» **What to do**
[a] Condense the paragraph in the forum thread that starts "Now when I run my script" into one or two short sentences, keeping its main facts.
[b] Reproduce everything in the forum thread from "Which PyTorch, CUDA" down to "grayscale=grayscale)".

I work on ubuntu 18.0 , GTX 1660 Ti 6G. this is a code sample that i think causes the error:
the code
for epoch in range(num_epochs):
model.train()
for batch_idx, (features, targets, levels, x) in enumerate(train_loader):
features = features.to(DEVICE)
targets = targets
targets = targets.to(DEVICE)
levels = levels.to(DEVICE)
logits, probas = model(features)
if epoch >= 190:
print('\n i=',batch_idx,'logits =', logits)
print( '\n i=',batch_idx,' probas =',probas)
impf=torch.ones([logits.shape[0], NUM_CLASSES])
for i in range(len(x) ):
impf[i]=impFactor(x[i])
impf = impf.to(DEVICE)
logits= (logits * impf).to(DEVICE)
cost = cost_fn(logits, levels)
optimizer.zero_grad()
cost.backward()
optimizer.step()
Which PyTorch, CUDA and cudnn versions are you using?
Also, could you post the model definition as well as the shapes of all tensors, so that we could reproduce and debug this issue, please?
I used resrnet34:
def resnet34(num_classes, grayscale):
“”“Constructs a ResNet-34 model.”“”
model = ResNet(block=BasicBlock,
layers=[3, 4, 6, 3],
num_classes=num_classes,
grayscale=grayscale)
return model
Now when I run my script on a small dataset it work perfect. but the same script on the large dataset caused a different error in the line: impf=impf.to(DEVICE) …RuntimeError: CUDA error: unspecified launch failure .

(Natural-language object grounding data)
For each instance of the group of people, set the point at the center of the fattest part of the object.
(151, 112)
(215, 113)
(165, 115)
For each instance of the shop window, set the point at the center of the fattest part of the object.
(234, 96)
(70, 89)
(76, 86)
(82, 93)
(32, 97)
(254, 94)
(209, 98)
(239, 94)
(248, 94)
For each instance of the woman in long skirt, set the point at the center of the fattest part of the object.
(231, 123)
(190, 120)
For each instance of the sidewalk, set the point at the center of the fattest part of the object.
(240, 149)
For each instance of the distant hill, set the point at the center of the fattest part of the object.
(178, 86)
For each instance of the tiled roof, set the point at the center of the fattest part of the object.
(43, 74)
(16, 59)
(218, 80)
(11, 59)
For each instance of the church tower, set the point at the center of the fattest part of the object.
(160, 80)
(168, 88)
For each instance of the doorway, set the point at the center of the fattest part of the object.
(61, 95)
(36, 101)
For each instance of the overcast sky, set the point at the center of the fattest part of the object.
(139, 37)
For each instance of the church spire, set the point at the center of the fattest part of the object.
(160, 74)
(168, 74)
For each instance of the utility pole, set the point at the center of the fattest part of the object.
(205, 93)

» **Answers for each item**
[a] The script runs without trouble on a small dataset. On the large dataset, it fails at the line impf=impf.to(DEVICE) with "RuntimeError: CUDA error: unspecified launch failure".

[b]
Which PyTorch, CUDA and cudnn versions are you using?
Also, could you post the model definition as well as the shapes of all tensors, so that we could reproduce and debug this issue, please?
I used resrnet34:
def resnet34(num_classes, grayscale):
“”“Constructs a ResNet-34 model.”“”
model = ResNet(block=BasicBlock,
layers=[3, 4, 6, 3],
num_classes=num_classes,
grayscale=grayscale)